+++ Input +++
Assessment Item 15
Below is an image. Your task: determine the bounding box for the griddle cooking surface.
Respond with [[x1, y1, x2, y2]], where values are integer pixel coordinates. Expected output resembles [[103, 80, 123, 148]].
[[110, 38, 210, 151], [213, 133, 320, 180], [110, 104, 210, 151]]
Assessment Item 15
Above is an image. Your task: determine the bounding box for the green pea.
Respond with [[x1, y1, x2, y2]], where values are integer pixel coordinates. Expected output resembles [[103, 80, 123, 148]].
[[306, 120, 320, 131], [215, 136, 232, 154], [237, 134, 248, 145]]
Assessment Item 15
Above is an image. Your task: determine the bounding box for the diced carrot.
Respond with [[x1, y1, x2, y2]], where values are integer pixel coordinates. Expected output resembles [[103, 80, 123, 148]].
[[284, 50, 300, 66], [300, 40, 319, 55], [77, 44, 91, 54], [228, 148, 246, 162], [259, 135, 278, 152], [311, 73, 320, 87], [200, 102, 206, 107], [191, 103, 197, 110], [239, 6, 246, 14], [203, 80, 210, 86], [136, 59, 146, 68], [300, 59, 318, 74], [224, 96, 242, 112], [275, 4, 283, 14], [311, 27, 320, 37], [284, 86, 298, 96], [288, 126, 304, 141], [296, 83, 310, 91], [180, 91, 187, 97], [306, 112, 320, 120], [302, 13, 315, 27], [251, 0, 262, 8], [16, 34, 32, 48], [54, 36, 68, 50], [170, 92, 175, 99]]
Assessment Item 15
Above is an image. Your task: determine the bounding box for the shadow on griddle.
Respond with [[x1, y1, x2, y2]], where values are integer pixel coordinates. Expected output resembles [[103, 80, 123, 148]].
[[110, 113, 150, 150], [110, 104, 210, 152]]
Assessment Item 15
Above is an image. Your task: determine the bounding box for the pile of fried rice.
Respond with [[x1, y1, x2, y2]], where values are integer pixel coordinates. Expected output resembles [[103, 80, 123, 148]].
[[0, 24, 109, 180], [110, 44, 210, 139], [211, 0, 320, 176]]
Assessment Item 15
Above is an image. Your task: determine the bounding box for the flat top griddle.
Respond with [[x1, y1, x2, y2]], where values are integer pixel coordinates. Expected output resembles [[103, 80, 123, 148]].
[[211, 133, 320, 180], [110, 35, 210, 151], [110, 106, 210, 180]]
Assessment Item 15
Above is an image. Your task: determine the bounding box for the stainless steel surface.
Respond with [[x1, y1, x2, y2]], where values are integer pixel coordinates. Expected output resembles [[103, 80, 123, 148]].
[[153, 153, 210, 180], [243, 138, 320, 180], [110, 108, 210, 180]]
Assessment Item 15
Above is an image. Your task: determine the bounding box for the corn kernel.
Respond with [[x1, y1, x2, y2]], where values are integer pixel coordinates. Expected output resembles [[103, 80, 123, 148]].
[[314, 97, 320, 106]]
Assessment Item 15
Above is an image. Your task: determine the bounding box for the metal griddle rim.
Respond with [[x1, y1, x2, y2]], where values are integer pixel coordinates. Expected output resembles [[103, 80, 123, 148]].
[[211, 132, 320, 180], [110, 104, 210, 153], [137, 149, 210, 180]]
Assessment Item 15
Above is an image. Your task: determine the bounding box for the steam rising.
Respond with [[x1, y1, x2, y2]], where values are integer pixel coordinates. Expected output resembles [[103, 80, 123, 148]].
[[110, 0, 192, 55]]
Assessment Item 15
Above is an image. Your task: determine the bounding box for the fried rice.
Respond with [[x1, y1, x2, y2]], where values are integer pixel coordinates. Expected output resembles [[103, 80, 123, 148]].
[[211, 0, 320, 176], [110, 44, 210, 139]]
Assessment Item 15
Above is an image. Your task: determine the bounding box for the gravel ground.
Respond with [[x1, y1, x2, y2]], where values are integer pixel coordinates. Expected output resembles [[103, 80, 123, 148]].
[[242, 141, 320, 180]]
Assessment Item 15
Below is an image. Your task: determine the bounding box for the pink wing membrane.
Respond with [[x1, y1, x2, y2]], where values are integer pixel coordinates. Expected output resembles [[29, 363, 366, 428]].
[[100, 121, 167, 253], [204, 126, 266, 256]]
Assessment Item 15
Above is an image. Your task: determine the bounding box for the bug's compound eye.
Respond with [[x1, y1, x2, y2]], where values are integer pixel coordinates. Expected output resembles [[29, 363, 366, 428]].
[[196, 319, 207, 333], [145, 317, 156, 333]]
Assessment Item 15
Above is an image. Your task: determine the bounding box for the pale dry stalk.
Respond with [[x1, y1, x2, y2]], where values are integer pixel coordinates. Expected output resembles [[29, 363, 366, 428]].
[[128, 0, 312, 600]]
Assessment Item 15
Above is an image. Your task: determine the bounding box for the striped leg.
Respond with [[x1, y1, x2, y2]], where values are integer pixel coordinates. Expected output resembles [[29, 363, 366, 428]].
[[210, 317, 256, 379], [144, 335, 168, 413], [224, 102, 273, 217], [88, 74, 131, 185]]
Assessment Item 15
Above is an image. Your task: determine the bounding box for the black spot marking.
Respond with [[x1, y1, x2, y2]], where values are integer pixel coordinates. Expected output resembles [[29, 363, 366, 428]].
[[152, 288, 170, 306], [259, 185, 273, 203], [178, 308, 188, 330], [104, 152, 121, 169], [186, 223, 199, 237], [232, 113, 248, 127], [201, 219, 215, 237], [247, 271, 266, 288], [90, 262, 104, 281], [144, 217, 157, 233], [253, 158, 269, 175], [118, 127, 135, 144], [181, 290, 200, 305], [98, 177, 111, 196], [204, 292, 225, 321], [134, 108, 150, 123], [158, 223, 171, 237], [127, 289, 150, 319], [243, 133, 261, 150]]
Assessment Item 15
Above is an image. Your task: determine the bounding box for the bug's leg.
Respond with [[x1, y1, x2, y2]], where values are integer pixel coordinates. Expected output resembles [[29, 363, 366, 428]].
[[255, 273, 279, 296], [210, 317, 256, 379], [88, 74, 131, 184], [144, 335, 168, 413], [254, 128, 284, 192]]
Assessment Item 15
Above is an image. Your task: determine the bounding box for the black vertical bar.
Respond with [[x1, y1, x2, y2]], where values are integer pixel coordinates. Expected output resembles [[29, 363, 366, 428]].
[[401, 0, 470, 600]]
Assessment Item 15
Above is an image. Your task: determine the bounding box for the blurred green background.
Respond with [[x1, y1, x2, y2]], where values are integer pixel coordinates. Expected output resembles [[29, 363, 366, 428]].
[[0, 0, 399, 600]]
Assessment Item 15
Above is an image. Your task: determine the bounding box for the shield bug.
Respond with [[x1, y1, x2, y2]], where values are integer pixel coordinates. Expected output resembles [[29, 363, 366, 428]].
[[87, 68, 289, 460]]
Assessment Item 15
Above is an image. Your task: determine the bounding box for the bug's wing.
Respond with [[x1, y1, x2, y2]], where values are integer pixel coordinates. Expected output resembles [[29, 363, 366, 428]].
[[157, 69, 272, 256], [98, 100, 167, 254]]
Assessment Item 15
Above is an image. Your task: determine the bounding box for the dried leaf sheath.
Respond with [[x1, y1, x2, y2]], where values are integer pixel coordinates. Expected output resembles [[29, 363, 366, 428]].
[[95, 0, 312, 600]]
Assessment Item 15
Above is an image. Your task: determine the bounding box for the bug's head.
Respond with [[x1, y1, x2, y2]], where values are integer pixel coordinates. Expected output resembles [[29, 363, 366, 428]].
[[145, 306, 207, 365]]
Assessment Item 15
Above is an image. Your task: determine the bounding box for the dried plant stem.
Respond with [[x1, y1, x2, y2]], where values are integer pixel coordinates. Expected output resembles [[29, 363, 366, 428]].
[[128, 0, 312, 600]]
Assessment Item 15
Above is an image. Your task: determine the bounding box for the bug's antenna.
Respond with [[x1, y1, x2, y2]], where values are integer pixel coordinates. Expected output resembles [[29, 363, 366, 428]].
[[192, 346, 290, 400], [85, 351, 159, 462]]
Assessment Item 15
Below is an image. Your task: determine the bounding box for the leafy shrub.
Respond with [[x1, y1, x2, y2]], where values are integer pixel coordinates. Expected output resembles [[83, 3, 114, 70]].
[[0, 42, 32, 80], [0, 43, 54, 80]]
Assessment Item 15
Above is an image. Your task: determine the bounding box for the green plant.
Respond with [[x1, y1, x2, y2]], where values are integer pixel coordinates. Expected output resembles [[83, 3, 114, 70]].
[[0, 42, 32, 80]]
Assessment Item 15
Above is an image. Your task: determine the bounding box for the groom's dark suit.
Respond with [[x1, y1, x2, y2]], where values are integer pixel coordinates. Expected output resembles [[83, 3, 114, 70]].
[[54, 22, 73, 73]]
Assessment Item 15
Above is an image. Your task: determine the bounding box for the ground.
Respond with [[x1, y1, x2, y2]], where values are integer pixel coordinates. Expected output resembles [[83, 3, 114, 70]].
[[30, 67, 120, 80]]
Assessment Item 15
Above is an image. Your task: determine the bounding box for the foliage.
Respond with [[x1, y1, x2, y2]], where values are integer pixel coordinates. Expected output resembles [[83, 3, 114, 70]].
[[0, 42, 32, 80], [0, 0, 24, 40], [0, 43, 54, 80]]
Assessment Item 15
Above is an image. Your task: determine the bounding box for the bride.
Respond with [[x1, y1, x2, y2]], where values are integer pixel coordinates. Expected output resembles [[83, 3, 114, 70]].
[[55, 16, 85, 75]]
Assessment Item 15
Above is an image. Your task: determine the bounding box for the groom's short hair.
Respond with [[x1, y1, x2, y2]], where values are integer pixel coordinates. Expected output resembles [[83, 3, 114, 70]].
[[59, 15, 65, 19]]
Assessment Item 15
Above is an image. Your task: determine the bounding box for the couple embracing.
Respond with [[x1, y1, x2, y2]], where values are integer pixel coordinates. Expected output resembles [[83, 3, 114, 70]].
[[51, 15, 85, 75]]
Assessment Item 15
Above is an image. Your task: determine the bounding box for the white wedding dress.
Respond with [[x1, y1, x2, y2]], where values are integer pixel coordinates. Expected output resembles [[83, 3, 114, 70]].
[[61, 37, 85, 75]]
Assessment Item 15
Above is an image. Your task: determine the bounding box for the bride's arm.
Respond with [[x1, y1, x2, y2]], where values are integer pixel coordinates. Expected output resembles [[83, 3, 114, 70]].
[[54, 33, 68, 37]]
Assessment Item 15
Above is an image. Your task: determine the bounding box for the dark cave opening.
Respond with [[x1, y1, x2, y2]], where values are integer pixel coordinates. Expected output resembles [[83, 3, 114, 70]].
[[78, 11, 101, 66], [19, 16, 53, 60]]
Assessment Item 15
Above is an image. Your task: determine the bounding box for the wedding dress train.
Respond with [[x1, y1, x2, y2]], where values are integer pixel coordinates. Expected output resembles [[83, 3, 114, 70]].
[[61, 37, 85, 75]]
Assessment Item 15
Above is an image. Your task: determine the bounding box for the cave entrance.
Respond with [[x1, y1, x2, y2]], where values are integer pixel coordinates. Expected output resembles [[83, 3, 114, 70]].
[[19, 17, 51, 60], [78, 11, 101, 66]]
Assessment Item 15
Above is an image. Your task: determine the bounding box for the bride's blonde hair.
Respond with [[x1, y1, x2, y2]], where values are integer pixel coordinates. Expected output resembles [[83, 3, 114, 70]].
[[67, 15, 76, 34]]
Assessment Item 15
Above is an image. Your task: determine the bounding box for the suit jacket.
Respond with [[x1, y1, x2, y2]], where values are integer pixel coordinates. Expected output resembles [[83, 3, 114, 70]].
+++
• Written task: Copy word for word the data starting at the first line and ending at the line that contains "104, 210, 151]]".

• Result of the exercise:
Assessment Item 15
Below is an image. Your task: determine the bounding box for the griddle cooking surface.
Respond with [[x1, y1, x2, y2]], where values are integer pixel coordinates. Expected output resembles [[103, 80, 123, 148]].
[[110, 38, 210, 151], [213, 133, 320, 180], [110, 104, 210, 151]]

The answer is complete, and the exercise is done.